* **Explore the material**:
a) Transcribe the part of the MH370 search article that opens with the words containing "New ship joins" and closes with "remained a mystery.".
b) According to the MH370 search article, how far west of Perth is the area where the Malaysian frigate will search for debris?

* **Source extract**:

++++++++++++++++++++

World / Search

New ship joins search for MH370 in southern Indian Ocean

(Xinhua) Updated: 2014-04-03 22:17

PERTH - The Malaysian frigate KD Lekiu departed Thursday evening from Royal Australian Navy's primary base in the west coast with HMAS Stirling to become another ship enrolled in search operations in Southern Indian Ocean as whereabouts of the missing Malaysia Airlines flight MH370 remained a mystery.

The Malaysian frigate will provide an additional helicopter to assist with the international joint operations and will search the waters for possible debris of the Beoing 777 plane in an area 1,700 km west of Perth. The ship's crew has been briefed on search efforts after 72 hours in port for preparation for resupply.

Commander of Australia-led Joint Task Force 658, Commodore Peter Leavy, said the Malaysian maritime contribution was a welcome addition to the country's two aircraft that have been conducting search operations from RAAF Base Pearce, according to press release by Australian Department of Defense (DOD).

++++++++++++++++++++

* **Provided information**:
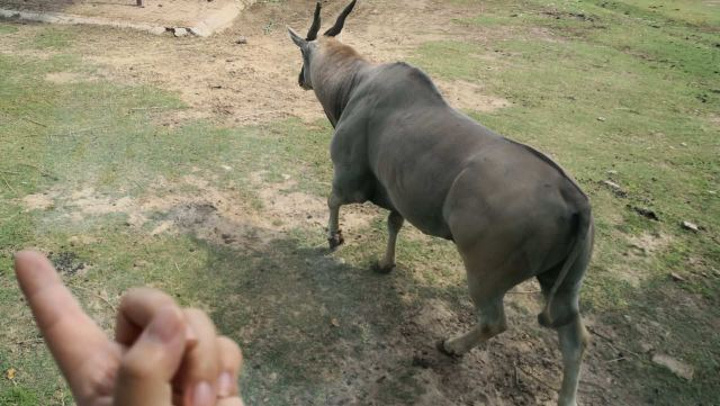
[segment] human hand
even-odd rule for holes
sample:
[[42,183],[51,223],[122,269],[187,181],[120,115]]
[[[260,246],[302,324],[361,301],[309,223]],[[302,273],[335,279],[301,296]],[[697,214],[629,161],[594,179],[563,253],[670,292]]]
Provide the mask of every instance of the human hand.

++++++++++++++++++++

* **Response list**:
a)
New ship joins search for MH370 in southern Indian Ocean

(Xinhua) Updated: 2014-04-03 22:17

PERTH - The Malaysian frigate KD Lekiu departed Thursday evening from Royal Australian Navy's primary base in the west coast with HMAS Stirling to become another ship enrolled in search operations in Southern Indian Ocean as whereabouts of the missing Malaysia Airlines flight MH370 remained a mystery.

b) 1,700 km